Labeled area outline entries
## START
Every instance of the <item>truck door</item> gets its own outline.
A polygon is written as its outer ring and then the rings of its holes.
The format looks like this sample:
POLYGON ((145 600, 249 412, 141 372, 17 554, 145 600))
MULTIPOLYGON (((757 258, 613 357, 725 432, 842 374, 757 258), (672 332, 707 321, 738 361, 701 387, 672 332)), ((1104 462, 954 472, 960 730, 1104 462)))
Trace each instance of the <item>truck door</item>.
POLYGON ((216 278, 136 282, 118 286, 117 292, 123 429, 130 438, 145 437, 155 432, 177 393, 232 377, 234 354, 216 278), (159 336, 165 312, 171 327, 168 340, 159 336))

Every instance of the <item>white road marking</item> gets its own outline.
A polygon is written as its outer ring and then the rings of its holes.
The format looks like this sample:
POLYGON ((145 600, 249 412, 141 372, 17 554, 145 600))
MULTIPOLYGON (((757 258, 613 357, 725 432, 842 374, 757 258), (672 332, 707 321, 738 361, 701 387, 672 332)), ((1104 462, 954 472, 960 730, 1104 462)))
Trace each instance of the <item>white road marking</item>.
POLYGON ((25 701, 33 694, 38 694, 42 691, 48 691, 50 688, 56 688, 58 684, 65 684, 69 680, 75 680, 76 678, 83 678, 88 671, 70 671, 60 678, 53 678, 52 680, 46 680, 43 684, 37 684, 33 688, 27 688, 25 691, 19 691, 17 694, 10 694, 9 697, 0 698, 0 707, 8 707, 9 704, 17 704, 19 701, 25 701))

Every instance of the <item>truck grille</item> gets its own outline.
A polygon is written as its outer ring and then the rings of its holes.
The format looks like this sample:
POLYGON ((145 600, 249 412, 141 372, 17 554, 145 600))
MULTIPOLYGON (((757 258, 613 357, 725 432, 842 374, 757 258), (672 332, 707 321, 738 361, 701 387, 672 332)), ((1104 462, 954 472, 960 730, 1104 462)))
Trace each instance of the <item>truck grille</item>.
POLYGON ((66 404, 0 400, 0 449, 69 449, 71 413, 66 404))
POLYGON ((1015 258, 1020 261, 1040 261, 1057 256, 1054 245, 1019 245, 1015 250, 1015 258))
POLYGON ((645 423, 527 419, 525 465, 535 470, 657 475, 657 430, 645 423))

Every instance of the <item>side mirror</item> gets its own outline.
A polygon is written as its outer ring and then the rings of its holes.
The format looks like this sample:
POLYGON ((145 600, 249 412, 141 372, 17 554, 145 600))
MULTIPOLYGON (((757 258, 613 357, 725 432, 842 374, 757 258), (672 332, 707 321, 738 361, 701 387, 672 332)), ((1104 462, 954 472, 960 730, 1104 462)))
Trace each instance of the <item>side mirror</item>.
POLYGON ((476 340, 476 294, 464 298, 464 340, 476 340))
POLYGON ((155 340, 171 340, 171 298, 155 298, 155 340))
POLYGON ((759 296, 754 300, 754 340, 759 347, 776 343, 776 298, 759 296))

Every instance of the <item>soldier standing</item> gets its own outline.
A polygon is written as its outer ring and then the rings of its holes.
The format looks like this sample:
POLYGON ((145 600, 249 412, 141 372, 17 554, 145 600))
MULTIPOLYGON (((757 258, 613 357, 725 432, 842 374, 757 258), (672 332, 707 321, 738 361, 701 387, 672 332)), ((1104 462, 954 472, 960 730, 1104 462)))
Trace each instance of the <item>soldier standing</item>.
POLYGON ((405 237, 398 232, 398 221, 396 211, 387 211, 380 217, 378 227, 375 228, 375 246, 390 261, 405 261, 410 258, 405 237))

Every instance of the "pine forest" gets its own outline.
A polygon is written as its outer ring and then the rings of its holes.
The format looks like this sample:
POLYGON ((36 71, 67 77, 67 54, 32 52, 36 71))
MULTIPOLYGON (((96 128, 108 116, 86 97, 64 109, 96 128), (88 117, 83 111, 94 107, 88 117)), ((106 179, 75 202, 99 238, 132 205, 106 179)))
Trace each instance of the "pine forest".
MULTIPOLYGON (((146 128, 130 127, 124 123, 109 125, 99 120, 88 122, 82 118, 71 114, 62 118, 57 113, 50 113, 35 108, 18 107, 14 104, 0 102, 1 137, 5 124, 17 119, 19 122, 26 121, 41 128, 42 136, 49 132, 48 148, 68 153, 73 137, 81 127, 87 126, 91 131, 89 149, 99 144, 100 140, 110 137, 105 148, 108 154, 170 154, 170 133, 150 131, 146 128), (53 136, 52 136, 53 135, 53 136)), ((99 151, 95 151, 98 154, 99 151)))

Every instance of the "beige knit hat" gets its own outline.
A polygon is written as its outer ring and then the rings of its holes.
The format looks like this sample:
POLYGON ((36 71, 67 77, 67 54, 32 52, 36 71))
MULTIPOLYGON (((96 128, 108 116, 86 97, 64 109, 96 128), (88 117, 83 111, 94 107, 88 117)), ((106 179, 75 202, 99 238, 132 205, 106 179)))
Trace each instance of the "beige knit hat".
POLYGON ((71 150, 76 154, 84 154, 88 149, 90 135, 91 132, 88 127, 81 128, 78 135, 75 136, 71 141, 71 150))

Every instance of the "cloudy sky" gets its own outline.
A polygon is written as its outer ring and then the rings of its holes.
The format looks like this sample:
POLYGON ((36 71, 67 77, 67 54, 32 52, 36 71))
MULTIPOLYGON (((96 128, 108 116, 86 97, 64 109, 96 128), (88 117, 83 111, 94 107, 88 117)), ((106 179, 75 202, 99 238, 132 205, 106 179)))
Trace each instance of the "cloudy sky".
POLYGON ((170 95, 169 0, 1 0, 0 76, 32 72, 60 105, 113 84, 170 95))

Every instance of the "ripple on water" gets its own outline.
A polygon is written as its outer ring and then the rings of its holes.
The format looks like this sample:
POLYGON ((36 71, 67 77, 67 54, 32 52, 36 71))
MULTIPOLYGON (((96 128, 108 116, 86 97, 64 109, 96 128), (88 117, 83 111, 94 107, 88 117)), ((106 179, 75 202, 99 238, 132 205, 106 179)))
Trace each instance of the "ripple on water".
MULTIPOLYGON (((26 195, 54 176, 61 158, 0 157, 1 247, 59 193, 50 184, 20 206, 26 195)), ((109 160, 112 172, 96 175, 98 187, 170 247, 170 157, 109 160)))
## END
• **TASK**
Can you reproduce the lines of the listing without any changes, starting with the line containing "Every instance of the <item>truck grille</item>" and continuing through the line containing "POLYGON ((645 423, 527"?

• **FULL RESPONSE**
Every instance of the <item>truck grille</item> gets its own outline.
A polygon is written as its outer ring and then the rings of its holes.
The format looks like this sample:
POLYGON ((145 600, 249 412, 141 372, 17 554, 145 600))
MULTIPOLYGON (((757 258, 613 357, 725 432, 842 374, 757 258), (672 332, 707 321, 738 361, 701 387, 672 332)), ((1104 462, 954 472, 960 730, 1104 462)))
Trace each instance of the <item>truck grille</item>.
POLYGON ((66 404, 0 400, 0 449, 69 449, 71 413, 66 404))
POLYGON ((1015 258, 1020 261, 1040 261, 1057 256, 1054 245, 1019 245, 1015 250, 1015 258))
POLYGON ((645 423, 527 419, 525 465, 535 470, 657 475, 657 430, 645 423))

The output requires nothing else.